> [WHAT IS BEING ASKED]: Quote the records in full and leave their pictures out.

> [RECORDS FOR THE TASK]:
+---+

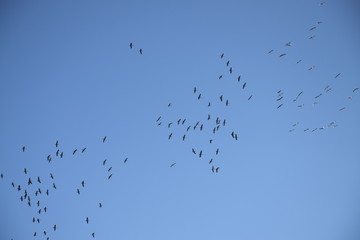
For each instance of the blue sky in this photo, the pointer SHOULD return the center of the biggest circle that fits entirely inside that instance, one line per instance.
(67, 74)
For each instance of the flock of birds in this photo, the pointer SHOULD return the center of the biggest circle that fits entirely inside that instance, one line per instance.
(180, 129)
(36, 186)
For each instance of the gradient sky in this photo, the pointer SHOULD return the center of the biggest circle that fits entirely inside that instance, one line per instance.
(67, 73)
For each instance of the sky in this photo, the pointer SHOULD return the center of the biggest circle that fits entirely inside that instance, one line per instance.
(67, 74)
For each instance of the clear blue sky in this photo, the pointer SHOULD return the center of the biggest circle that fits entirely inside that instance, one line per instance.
(67, 73)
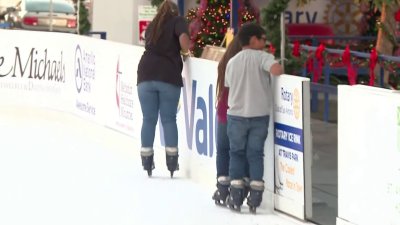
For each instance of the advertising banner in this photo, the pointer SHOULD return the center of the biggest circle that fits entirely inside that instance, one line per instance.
(34, 73)
(291, 127)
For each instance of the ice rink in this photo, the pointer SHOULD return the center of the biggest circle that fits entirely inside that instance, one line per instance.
(57, 169)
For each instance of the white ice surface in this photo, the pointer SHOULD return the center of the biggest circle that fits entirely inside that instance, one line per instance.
(57, 169)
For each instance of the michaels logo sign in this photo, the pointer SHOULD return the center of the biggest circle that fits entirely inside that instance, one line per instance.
(37, 64)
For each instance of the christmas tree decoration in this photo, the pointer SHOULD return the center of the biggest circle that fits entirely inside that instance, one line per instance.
(209, 22)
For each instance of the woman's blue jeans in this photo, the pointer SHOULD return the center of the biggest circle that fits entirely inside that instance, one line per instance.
(246, 138)
(159, 97)
(222, 150)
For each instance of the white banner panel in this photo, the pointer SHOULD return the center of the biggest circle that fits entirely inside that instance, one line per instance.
(291, 106)
(35, 73)
(368, 155)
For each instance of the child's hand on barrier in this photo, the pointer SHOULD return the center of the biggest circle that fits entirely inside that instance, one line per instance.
(185, 55)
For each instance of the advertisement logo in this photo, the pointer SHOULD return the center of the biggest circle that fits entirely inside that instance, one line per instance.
(290, 103)
(78, 69)
(84, 68)
(85, 76)
(296, 103)
(124, 95)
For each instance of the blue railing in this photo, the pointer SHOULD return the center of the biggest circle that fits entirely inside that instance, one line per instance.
(326, 88)
(102, 34)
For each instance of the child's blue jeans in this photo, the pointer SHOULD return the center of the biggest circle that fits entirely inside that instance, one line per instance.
(246, 138)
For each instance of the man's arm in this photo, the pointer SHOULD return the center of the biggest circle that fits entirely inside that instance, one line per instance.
(276, 69)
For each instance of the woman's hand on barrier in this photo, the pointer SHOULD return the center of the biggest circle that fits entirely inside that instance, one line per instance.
(185, 55)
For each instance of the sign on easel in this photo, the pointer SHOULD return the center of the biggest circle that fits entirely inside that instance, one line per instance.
(292, 146)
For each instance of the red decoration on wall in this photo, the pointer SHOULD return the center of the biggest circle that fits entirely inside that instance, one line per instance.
(351, 72)
(271, 49)
(296, 49)
(397, 16)
(319, 55)
(373, 59)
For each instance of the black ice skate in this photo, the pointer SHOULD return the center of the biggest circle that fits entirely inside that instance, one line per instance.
(235, 199)
(147, 155)
(246, 187)
(221, 194)
(172, 159)
(255, 197)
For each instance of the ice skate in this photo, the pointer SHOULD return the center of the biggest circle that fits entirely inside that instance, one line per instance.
(255, 197)
(147, 155)
(235, 199)
(221, 194)
(172, 159)
(246, 187)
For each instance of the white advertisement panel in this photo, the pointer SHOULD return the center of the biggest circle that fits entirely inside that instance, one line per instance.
(368, 155)
(32, 72)
(291, 129)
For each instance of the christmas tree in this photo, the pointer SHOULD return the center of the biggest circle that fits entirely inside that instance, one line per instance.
(210, 21)
(84, 24)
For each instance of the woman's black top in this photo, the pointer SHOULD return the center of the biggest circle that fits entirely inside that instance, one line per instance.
(162, 61)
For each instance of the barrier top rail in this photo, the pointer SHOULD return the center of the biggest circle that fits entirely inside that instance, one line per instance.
(324, 37)
(355, 53)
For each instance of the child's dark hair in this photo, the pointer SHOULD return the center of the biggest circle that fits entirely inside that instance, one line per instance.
(249, 30)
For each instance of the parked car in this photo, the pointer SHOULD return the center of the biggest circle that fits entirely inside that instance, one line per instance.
(43, 15)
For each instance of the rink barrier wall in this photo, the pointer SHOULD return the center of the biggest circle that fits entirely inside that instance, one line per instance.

+---+

> [FINISHED ANSWER]:
For each instance of the blue sky in this photo, the pointer SHOULD return the center of the biggest circle that fits entirely inside that instance, one line per instance.
(67, 74)
For each instance of the flock of birds in this photo, the pointer SHOULD return the center of the biggest circle that fits entirely inside that instance, one line per instance.
(180, 129)
(36, 186)
For each instance of the gradient sky in this photo, the pointer SHOULD return the center of the biggest circle that fits entirely inside that instance, one line per instance.
(67, 73)
For each instance of the sky in this photo, the pointer SHOULD return the center of the biggest circle that fits entirely inside that instance, one line per instance.
(67, 74)
For each instance of the clear blue sky in this photo, the pointer SHOULD return the center of the biggest circle that fits entirely inside that instance, one line per instance.
(67, 73)
For each instance of the advertising banner in this photo, the pointer SHOULD return the center of the biggest circle that fits entirely inside that instance, one line per instance.
(34, 73)
(291, 127)
For each instance of the ice rink in this photo, the pointer SHOULD return the center of the biggest circle that fits entirely inside that instance, one line per instance.
(57, 169)
For each instance of the white ice surface in this photo, the pointer SHOULD return the center of the biggest circle that fits entirely inside that instance, one line per instance.
(57, 169)
For each instance of the michaels logo sign in this photo, the pointer SHOULD return the center of the biggest circle that fits entirely inside that instance, one line per instance.
(37, 64)
For each instance of the christmas tree decoration in this photo, the pointer SHOULD return the center of the biggest circle that fits entirely inside that instance, one line per instance.
(209, 22)
For each instance of the woman's blue jeans in this photo, the pointer SHOULD return the center of the biggest circle that fits entirely inside that instance, one line per instance.
(246, 138)
(159, 97)
(222, 150)
For each instance of the white banner panel in this photo, the pointer SHOULD return the center of the biggest circle that fits entirely inside that instance, one line per instance.
(291, 106)
(35, 73)
(368, 155)
For each instance of the child's hand on barrier in this photo, the pointer SHOULD return the center of the biggest circle that fits entirely inside that instance, one line per instance.
(185, 55)
For each instance of the advertisement logo in this photo, the pointer SHOULD return the center of the biggest circle that fits entirely inside that instance, one line per instance.
(290, 103)
(78, 69)
(84, 68)
(85, 76)
(296, 103)
(124, 95)
For each instance of the blue railing in this photo, the pointer SHOULD return the center of the biggest circle that fits entirely inside that instance, one line per instance.
(326, 88)
(102, 34)
For each instance of the child's blue jeans in this photo, the pointer SHOULD return the center of the biggest circle that fits entirely inside that instance, one line per instance.
(246, 138)
For each instance of the man's arm in this photo, the pointer SHOULD return the center of the biggest circle that fits entirely inside that instance, one line per instance.
(276, 69)
For each instance of the woman's hand on barrier in this photo, the pointer SHOULD return the center of the biggest circle that fits entirely inside that instance, one line per instance.
(185, 55)
For each instance of the sign on easel in this photo, the pointer SHOULD return the center of the biggest circle that fits entirely inside that instance, one line per instance.
(292, 146)
For each instance of the red decoration on wall in this photo, the pointer SHOULD return the center of the biggest circle that fits entirely inside that instance, one line per instance.
(351, 72)
(271, 49)
(296, 49)
(397, 16)
(319, 55)
(373, 59)
For each instance of the black ice skate in this photo, the pointer SHOULD return the center of the biggest circle that fits entirely inside that instance, one line per instance.
(235, 199)
(147, 155)
(246, 187)
(221, 194)
(172, 159)
(255, 197)
For each instance of the ice skate in this photo, the pointer SHOULD return the center of the biggest circle that fits entirely inside that instance, one line per instance.
(255, 197)
(147, 155)
(235, 199)
(221, 194)
(172, 159)
(246, 187)
For each instance of the white advertisement panel in this photo, the pointer SHOULD return the center of the biggest circle that fits entirely inside that instance, one line per instance.
(368, 155)
(32, 72)
(291, 129)
For each instance of the christmas tree in this photo, the pointer SHOULD return the center of the biggest circle that fits entirely inside that instance, one line per instance.
(210, 21)
(84, 24)
For each instance of the woman's black top in this photo, the pointer SHOULD return the center of the biggest circle that fits entirely inside that instance, one line per instance.
(162, 61)
For each instance of the barrier top rail in this photo, the pointer SHOULD return the center of the biggest circle that fits entirely inside that instance, one line per instance.
(324, 37)
(355, 53)
For each instance of the child's dark hair in this photo, the pointer SHOULD return the center of the biggest circle that fits entirely inside that instance, one line per instance.
(249, 30)
For each instance of the parked car in this photo, the pointer SHOULD return the center of the biggest circle that fits entirely inside that instance, one line per instance.
(43, 15)
For each instance of the rink barrier wall in this photo, the pointer SHOULD return the center of the biggest circle that fits entirely inside that instance, one line per instance.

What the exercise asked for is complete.